--- Data to use ---

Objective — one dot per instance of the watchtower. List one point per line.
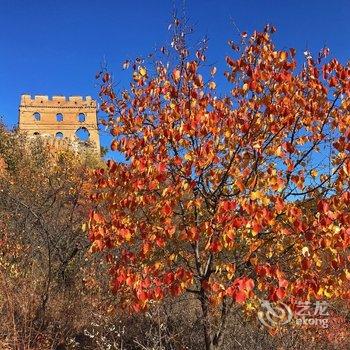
(63, 120)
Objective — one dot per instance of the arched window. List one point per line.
(37, 116)
(82, 134)
(59, 135)
(59, 117)
(81, 118)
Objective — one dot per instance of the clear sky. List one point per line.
(55, 47)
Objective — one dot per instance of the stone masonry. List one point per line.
(71, 119)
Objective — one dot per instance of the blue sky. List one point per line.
(55, 47)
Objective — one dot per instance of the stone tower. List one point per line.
(63, 120)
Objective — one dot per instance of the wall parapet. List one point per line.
(56, 100)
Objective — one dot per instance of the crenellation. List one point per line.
(38, 115)
(41, 98)
(75, 98)
(59, 98)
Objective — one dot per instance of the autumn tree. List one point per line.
(43, 204)
(233, 192)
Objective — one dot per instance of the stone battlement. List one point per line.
(57, 101)
(65, 120)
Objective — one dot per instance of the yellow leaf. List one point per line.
(256, 195)
(212, 85)
(143, 71)
(314, 173)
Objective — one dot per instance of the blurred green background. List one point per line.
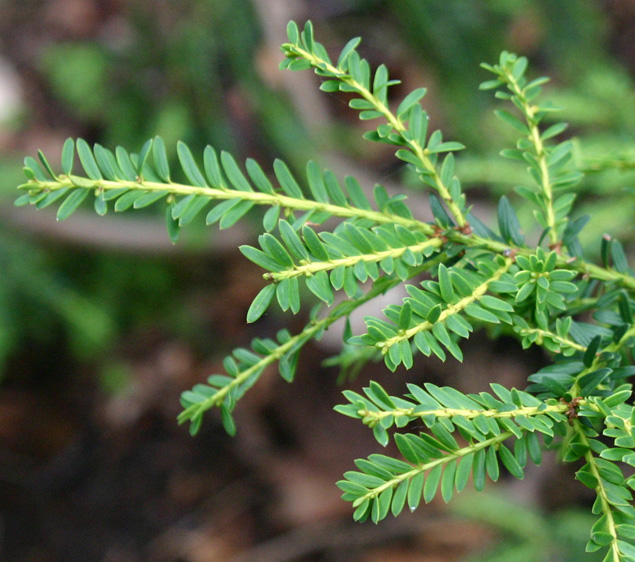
(103, 322)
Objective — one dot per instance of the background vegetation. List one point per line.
(103, 322)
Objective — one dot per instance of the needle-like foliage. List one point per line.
(459, 275)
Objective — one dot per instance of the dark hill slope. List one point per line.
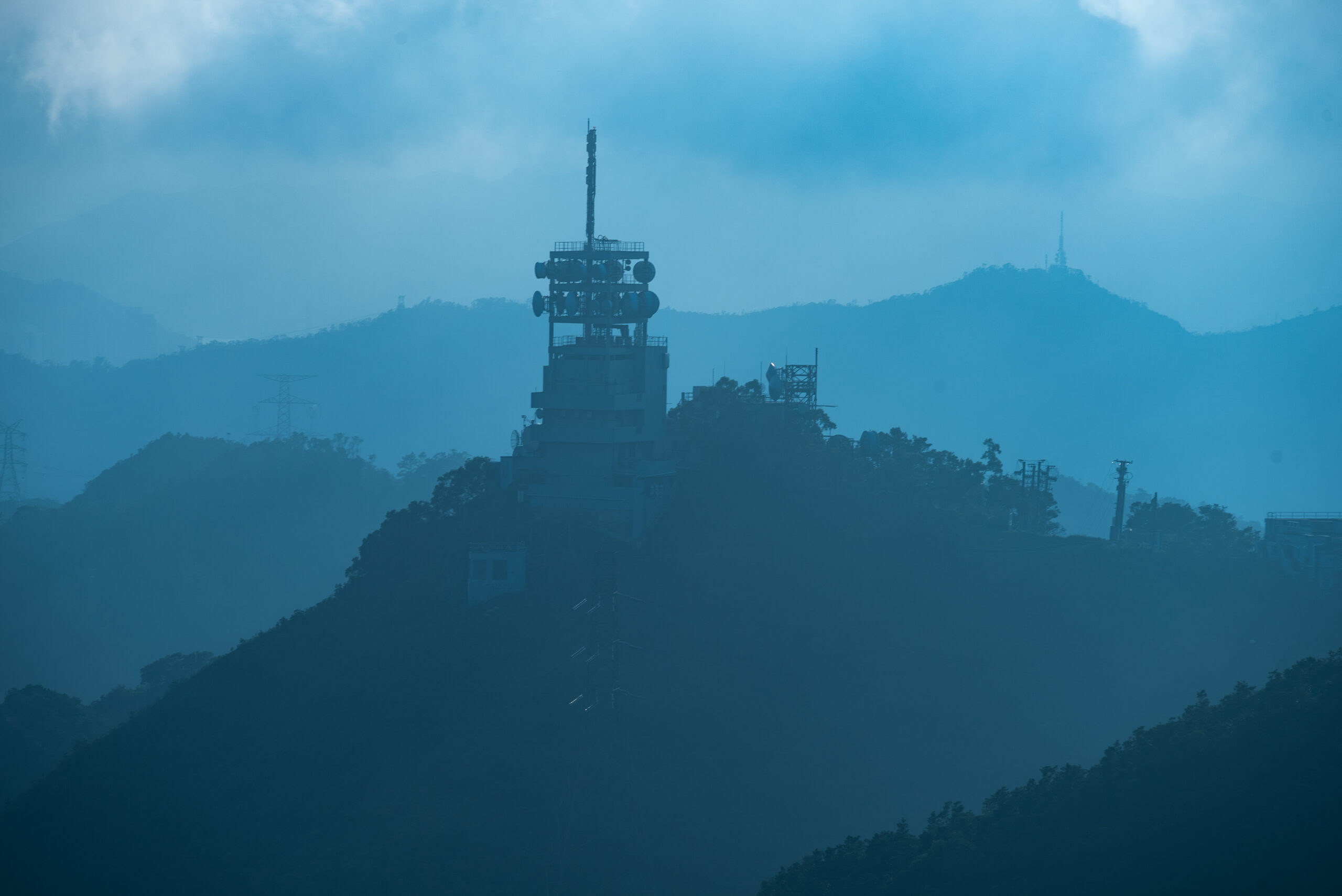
(828, 645)
(1239, 797)
(190, 544)
(1051, 364)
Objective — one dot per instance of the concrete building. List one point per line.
(598, 452)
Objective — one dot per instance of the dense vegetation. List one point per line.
(1235, 797)
(39, 726)
(188, 545)
(832, 638)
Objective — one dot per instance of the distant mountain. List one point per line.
(816, 642)
(1238, 797)
(65, 322)
(188, 545)
(1046, 363)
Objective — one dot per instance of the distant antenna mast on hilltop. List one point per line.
(1060, 260)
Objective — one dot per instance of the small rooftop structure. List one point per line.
(493, 569)
(1306, 545)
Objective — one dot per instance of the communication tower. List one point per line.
(1036, 490)
(1116, 530)
(598, 448)
(11, 462)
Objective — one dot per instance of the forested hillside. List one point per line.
(188, 545)
(826, 639)
(1239, 419)
(1235, 797)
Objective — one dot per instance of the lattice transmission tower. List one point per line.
(11, 459)
(285, 402)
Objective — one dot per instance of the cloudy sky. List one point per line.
(253, 167)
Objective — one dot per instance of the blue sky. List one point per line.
(243, 168)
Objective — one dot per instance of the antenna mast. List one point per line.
(591, 183)
(1060, 260)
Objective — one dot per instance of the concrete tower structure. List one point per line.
(598, 451)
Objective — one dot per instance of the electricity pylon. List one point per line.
(284, 402)
(10, 462)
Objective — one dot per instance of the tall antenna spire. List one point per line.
(1060, 260)
(591, 183)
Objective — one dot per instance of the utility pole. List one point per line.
(1116, 530)
(284, 402)
(10, 462)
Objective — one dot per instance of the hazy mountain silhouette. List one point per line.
(188, 545)
(1047, 361)
(39, 726)
(66, 322)
(831, 640)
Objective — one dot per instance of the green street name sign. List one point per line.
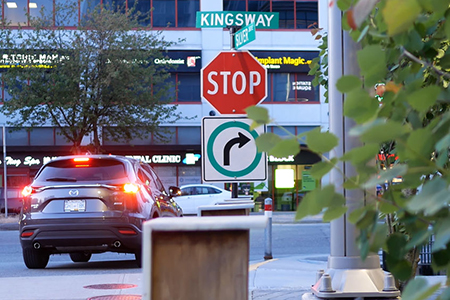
(262, 20)
(244, 36)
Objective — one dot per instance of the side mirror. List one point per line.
(174, 191)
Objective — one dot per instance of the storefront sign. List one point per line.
(286, 61)
(23, 60)
(160, 159)
(185, 61)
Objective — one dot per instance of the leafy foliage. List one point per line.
(100, 78)
(404, 46)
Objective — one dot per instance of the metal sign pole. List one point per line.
(5, 187)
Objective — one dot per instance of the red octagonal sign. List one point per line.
(233, 81)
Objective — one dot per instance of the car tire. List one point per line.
(138, 257)
(80, 256)
(35, 259)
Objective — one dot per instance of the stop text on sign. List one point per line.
(237, 80)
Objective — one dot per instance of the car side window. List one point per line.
(213, 191)
(155, 177)
(187, 191)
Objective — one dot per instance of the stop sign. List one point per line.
(233, 81)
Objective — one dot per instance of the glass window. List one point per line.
(189, 87)
(42, 136)
(280, 132)
(189, 135)
(166, 135)
(280, 86)
(66, 12)
(306, 13)
(189, 175)
(263, 6)
(15, 12)
(39, 7)
(286, 12)
(234, 5)
(142, 7)
(163, 13)
(187, 12)
(17, 138)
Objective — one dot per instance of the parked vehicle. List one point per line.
(14, 196)
(83, 205)
(194, 195)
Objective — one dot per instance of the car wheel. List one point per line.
(35, 259)
(80, 256)
(138, 257)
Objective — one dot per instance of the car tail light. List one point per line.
(130, 188)
(127, 231)
(81, 162)
(27, 191)
(27, 233)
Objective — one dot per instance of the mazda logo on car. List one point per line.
(73, 193)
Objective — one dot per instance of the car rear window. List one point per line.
(92, 170)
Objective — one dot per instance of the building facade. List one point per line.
(293, 102)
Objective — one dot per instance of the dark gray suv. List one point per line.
(90, 204)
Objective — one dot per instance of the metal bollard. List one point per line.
(268, 231)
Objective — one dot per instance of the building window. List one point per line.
(291, 87)
(172, 13)
(189, 135)
(293, 14)
(188, 89)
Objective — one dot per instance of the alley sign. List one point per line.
(221, 19)
(244, 36)
(229, 152)
(233, 81)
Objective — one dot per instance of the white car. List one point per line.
(195, 195)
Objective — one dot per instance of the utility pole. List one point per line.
(347, 276)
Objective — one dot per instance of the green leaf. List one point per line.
(400, 15)
(443, 144)
(265, 142)
(387, 208)
(418, 289)
(361, 155)
(285, 147)
(319, 169)
(360, 106)
(321, 142)
(386, 176)
(434, 196)
(259, 115)
(424, 98)
(348, 83)
(334, 212)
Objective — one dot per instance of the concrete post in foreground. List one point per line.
(198, 258)
(347, 276)
(268, 208)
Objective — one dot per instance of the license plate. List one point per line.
(74, 205)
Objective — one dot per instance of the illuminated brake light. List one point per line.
(27, 233)
(127, 231)
(81, 159)
(27, 191)
(130, 188)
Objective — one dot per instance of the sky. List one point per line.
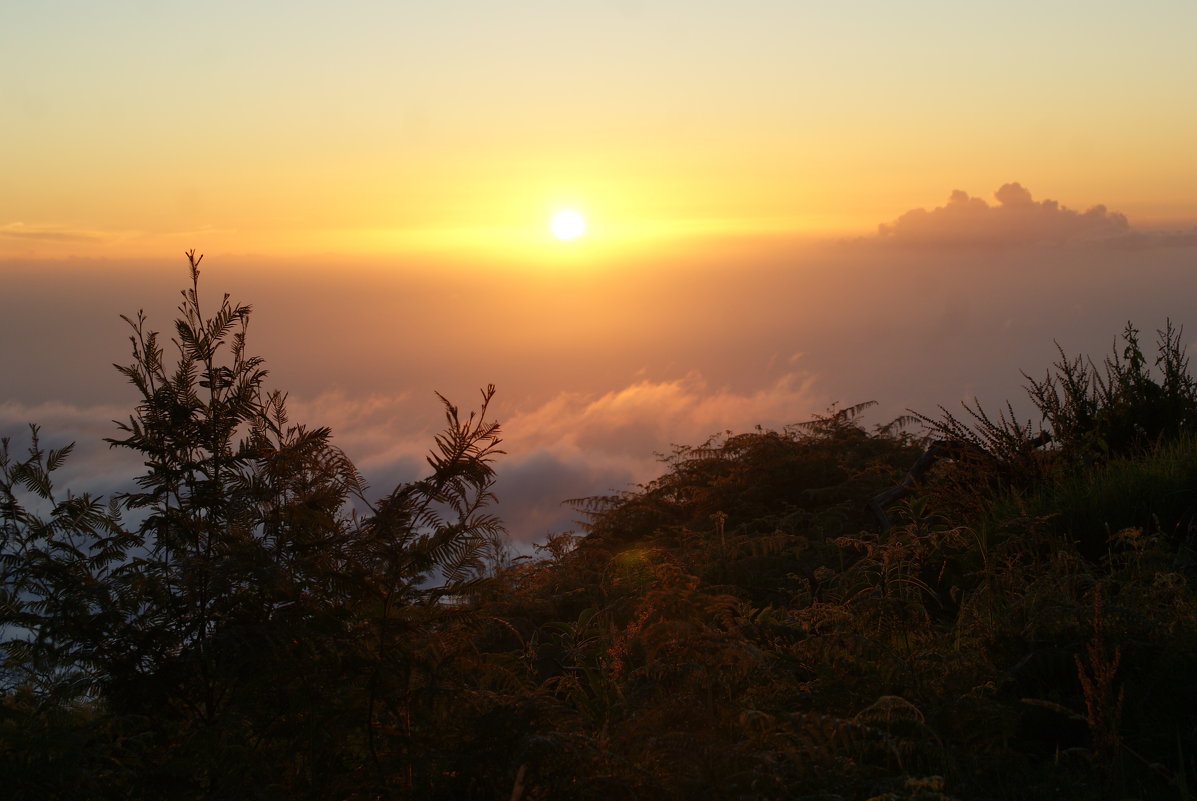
(789, 205)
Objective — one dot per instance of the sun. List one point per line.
(567, 224)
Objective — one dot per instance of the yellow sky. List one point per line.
(137, 128)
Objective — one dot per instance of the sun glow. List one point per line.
(567, 225)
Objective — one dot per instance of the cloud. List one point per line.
(92, 467)
(46, 234)
(1018, 219)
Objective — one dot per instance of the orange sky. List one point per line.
(134, 128)
(789, 204)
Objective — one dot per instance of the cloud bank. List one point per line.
(1016, 219)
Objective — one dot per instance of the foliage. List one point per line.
(735, 629)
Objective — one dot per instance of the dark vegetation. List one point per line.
(740, 627)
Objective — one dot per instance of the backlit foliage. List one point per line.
(245, 623)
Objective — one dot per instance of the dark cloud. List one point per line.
(533, 492)
(1016, 219)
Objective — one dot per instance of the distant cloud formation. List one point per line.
(46, 234)
(1018, 219)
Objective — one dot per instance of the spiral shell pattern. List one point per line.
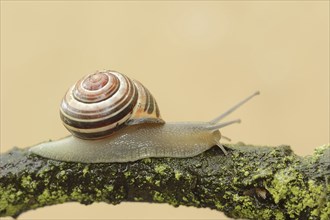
(105, 101)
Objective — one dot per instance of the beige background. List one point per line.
(197, 58)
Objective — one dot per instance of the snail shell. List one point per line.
(116, 119)
(101, 103)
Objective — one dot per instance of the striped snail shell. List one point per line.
(103, 102)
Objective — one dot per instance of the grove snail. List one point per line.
(113, 118)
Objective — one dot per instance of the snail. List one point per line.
(113, 118)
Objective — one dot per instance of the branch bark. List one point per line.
(250, 182)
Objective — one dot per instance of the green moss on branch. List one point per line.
(250, 182)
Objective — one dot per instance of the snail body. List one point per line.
(101, 135)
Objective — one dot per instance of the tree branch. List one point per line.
(250, 182)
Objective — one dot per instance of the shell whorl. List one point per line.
(103, 102)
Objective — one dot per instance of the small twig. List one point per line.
(250, 182)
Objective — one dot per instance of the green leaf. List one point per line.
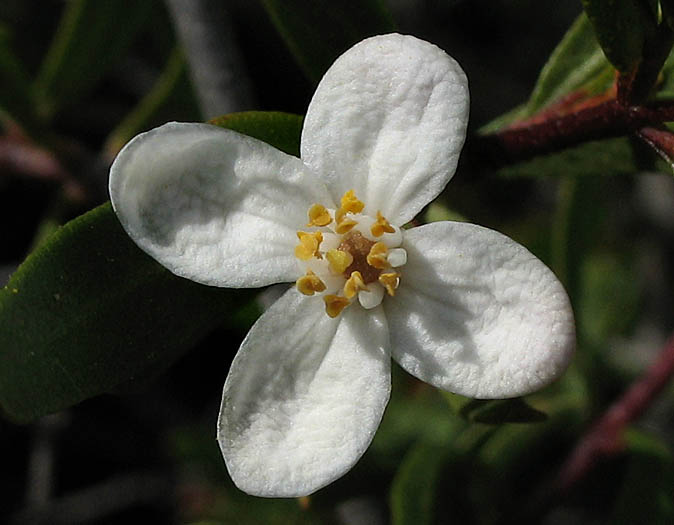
(622, 28)
(646, 493)
(603, 157)
(91, 37)
(609, 297)
(282, 130)
(318, 32)
(173, 75)
(88, 311)
(415, 485)
(498, 411)
(14, 85)
(576, 62)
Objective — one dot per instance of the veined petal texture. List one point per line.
(388, 120)
(213, 205)
(304, 396)
(477, 314)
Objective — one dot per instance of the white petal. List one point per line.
(304, 396)
(213, 205)
(477, 314)
(397, 257)
(388, 120)
(371, 297)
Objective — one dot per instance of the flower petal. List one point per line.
(477, 314)
(304, 396)
(388, 120)
(213, 205)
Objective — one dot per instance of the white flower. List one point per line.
(457, 305)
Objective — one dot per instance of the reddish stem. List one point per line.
(603, 120)
(605, 437)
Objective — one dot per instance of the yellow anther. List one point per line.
(353, 285)
(319, 216)
(309, 245)
(381, 226)
(345, 226)
(349, 204)
(390, 281)
(310, 283)
(334, 304)
(339, 260)
(377, 256)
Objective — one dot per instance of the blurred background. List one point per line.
(149, 452)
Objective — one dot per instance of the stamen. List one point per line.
(319, 216)
(345, 225)
(310, 283)
(381, 226)
(339, 260)
(349, 204)
(334, 304)
(390, 281)
(353, 285)
(308, 246)
(378, 255)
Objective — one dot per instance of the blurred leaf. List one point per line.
(646, 494)
(90, 38)
(318, 32)
(89, 311)
(576, 62)
(666, 86)
(498, 411)
(414, 487)
(282, 130)
(622, 28)
(609, 296)
(14, 85)
(138, 120)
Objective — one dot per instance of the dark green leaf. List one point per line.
(282, 130)
(646, 494)
(88, 311)
(622, 28)
(498, 411)
(14, 85)
(609, 297)
(414, 488)
(318, 32)
(91, 37)
(604, 157)
(576, 62)
(174, 74)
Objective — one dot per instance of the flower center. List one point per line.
(348, 254)
(359, 248)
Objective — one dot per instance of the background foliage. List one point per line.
(111, 368)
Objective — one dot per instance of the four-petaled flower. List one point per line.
(459, 306)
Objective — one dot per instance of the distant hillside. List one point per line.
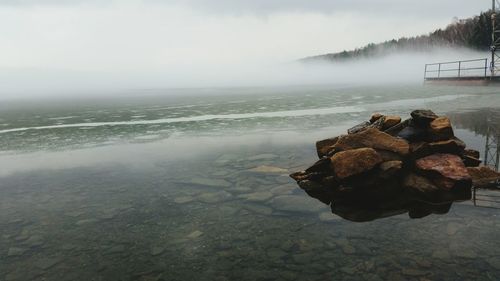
(473, 33)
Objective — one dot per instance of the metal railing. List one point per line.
(487, 198)
(457, 69)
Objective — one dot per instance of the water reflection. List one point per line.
(371, 205)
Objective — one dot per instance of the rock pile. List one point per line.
(419, 157)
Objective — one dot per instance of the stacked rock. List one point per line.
(419, 156)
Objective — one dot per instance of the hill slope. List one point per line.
(473, 33)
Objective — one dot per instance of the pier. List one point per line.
(481, 71)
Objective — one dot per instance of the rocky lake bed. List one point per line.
(222, 206)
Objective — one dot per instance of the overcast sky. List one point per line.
(53, 43)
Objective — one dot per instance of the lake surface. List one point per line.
(162, 186)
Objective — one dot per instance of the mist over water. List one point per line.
(398, 68)
(153, 140)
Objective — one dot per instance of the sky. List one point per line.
(63, 45)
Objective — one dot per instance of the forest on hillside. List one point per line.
(473, 33)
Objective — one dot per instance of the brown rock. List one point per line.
(391, 121)
(375, 117)
(390, 168)
(389, 155)
(397, 129)
(359, 127)
(353, 162)
(483, 176)
(324, 146)
(419, 183)
(426, 190)
(472, 153)
(471, 161)
(375, 139)
(440, 129)
(446, 169)
(423, 117)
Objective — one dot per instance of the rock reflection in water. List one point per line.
(368, 205)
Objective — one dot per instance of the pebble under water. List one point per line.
(211, 199)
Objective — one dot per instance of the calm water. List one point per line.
(163, 188)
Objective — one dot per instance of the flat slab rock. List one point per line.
(447, 165)
(353, 162)
(373, 138)
(483, 176)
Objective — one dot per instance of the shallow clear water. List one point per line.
(162, 188)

---

Task goal =
Everything from the line with "Objective — one dot per instance of the hill" to the end of the listing above needs to be duplicated exactly, both end lines included, with nothing more.

Right answer =
Objective — one dot per instance of the hill slope. List one point per line.
(473, 33)
Objective — one dot per instance of the pier. List one point per line.
(481, 71)
Objective — one dot per instance of the rocky lake bed. List one point per line.
(222, 206)
Objective — one dot per instance of the overcast sky. List one point per line.
(53, 43)
Objective — one dot per instance of the lake surface. List one point per line.
(162, 186)
Objective — one dot per instance of the mist over water. List one point per line.
(398, 68)
(153, 140)
Objective — one dot per instance of the sky. List one point per line.
(63, 45)
Objective — one dot per instance of the forest on hillside. List one point per line.
(473, 33)
Objective — one dot per instance of the brown rock. List one point per line.
(391, 121)
(375, 117)
(390, 168)
(389, 155)
(397, 129)
(359, 127)
(353, 162)
(483, 176)
(324, 146)
(419, 183)
(426, 190)
(472, 153)
(471, 161)
(375, 139)
(440, 129)
(446, 169)
(423, 117)
Objective — one dot per instance of the rock reflection in water. List one point per line.
(368, 205)
Objective — one dot per instance of the pebble under water. List one point per line.
(211, 199)
Objective — one dot per instance of the calm water. List one point per line.
(163, 188)
Objective — one dot per instance of the flat slab rock. List one point per line.
(447, 165)
(353, 162)
(373, 138)
(483, 176)
Objective — one dot per instance of the shallow clear water. List one point per line.
(162, 188)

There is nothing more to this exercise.